» Exercise 1:
Answer these questions using the text on the Dolphin Show, one answer per line:
(a) In what year did Northwestern University men form the Dolphin Club?
(b) What did proceeds from the 1944 Dolphin Show buy?
(c) Which club began jointly producing the show in 1949?
» Exercise 2: Render this sentence from the text on the Dolphin Show in Spanish: "In 1964 the show presented Gilbert and Sullivan's The Mikado around the pool."

The Dolphin Show is a non-profit student theatre organization that annually presents a large-scale student-produced musical theatre production at Northwestern University.

History 
A group of Northwestern University men formed the Dolphin Club in 1939 to compete in  Chicago area swimming meets. In 1940, the 15-member team held  a swim carnival to raise money to attend a meet in Florida. The carnival and the meet were both successful, so the water show was repeated in 1941 and 1942. When World War II forced the cancellation of the annual Waa-Mu Show, the club combined their tradition with some students from Waa-Mu to present an evening of song and dance called the Dolphin Show. The 1944 Dolphin Show was a musical revue called "Wela Kahau" including women's water ballet and the men's Dolphin Club. Proceeds from this show bought war bonds. In 1948 audiences returned to see a musical-comedy revue around the original Patten Gymnasium pool. 
The Dolphin Show became jointly produced by the female Lorelei swimming club in 1949, but drifted away from its aquatic origin. The Dolphin Executive Board gave equal representation to both clubs who chose a theme for each year's show. In 1963 the production was no longer raising funds for the swim clubs. In 1964 the show presented Gilbert and Sullivan's The Mikado around the pool.

» Listed entries:
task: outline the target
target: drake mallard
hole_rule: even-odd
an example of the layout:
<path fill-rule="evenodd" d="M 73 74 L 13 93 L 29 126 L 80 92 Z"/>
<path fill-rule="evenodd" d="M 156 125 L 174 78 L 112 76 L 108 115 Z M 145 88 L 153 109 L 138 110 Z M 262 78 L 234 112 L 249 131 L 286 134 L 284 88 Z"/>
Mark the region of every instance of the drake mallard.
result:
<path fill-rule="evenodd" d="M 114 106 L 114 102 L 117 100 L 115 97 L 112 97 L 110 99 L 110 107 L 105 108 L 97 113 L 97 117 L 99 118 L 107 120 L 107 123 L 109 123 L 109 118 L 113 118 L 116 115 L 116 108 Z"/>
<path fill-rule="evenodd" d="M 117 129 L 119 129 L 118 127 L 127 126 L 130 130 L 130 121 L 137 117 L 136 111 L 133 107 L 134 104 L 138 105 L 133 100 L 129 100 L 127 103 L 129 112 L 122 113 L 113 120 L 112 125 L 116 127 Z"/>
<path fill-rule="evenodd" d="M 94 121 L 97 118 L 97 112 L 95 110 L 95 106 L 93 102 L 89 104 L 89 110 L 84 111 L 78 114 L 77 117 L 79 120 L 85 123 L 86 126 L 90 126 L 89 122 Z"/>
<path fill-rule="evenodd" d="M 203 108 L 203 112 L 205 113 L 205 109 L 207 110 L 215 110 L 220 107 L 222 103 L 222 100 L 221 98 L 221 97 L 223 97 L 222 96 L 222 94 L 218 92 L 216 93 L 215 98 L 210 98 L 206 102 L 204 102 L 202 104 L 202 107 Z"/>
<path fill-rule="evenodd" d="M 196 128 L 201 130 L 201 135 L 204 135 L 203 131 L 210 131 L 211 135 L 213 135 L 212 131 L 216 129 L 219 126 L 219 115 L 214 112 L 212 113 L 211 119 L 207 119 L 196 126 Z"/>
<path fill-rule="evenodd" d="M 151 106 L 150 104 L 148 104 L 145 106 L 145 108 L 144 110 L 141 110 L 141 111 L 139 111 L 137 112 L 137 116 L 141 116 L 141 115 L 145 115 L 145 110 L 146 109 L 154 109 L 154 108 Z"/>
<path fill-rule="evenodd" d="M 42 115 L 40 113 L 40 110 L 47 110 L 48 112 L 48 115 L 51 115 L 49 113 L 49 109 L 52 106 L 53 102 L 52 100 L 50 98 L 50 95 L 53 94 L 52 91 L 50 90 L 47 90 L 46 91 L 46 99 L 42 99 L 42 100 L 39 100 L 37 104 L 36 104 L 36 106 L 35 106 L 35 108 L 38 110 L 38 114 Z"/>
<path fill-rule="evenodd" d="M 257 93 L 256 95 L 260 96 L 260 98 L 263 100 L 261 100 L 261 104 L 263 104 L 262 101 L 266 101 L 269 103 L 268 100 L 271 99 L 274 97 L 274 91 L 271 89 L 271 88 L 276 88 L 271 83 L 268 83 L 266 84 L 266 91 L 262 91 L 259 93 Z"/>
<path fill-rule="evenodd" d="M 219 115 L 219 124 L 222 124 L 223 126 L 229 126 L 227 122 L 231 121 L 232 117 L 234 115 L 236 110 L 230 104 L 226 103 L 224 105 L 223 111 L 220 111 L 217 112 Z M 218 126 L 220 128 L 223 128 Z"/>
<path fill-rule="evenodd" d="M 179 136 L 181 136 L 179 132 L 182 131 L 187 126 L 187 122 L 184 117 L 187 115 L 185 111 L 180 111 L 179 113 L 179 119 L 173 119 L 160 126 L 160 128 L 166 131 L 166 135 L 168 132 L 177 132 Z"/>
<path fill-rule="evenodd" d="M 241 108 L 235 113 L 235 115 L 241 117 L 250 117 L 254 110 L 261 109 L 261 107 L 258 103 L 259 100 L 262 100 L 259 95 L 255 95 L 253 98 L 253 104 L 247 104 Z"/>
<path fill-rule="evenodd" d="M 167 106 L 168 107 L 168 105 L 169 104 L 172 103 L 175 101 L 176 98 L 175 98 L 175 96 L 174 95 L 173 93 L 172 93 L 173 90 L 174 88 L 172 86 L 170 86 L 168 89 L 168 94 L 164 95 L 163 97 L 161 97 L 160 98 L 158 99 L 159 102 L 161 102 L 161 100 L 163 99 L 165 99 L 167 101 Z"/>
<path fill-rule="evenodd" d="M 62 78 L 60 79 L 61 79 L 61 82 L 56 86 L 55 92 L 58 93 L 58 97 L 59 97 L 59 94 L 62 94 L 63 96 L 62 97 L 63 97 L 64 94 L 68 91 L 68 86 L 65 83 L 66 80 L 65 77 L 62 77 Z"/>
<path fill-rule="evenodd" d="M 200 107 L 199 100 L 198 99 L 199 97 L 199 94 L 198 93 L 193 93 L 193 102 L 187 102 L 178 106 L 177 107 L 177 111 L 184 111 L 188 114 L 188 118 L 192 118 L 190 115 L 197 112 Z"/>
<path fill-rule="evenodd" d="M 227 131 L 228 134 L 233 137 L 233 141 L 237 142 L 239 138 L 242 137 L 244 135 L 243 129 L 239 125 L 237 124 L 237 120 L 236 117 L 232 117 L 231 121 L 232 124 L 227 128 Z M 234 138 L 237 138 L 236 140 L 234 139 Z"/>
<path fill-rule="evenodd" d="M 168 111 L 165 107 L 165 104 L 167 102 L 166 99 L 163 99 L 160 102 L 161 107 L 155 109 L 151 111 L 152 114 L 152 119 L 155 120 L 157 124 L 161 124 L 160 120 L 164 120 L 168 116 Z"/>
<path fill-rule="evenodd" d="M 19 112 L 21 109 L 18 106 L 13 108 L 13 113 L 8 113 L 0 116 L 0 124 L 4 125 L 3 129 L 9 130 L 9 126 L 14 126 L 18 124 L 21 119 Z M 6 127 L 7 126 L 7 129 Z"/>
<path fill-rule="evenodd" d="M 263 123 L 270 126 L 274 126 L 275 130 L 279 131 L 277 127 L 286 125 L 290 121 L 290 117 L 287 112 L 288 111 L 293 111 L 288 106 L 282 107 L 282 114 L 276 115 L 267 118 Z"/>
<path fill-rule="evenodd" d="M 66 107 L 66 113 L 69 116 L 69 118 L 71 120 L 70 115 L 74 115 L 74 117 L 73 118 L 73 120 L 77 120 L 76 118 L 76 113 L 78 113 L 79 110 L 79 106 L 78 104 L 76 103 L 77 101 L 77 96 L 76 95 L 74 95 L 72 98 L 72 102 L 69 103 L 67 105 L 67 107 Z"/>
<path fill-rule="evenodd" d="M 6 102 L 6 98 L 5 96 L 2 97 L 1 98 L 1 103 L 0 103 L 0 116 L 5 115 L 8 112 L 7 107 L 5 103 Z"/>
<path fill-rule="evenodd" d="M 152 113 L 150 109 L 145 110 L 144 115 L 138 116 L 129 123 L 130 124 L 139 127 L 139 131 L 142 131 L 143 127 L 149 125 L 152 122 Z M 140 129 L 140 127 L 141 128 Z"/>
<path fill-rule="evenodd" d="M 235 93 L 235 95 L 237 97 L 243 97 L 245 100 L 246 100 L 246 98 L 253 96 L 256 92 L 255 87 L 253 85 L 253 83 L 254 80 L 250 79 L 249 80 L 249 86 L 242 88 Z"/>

» Finished answer 1:
(a) 1939
(b) War bonds
(c) The female Lorelei swimming club

» Finished answer 2: En 1964, el espectáculo presentó The Mikado, de Gilbert y Sullivan, alrededor de la piscina.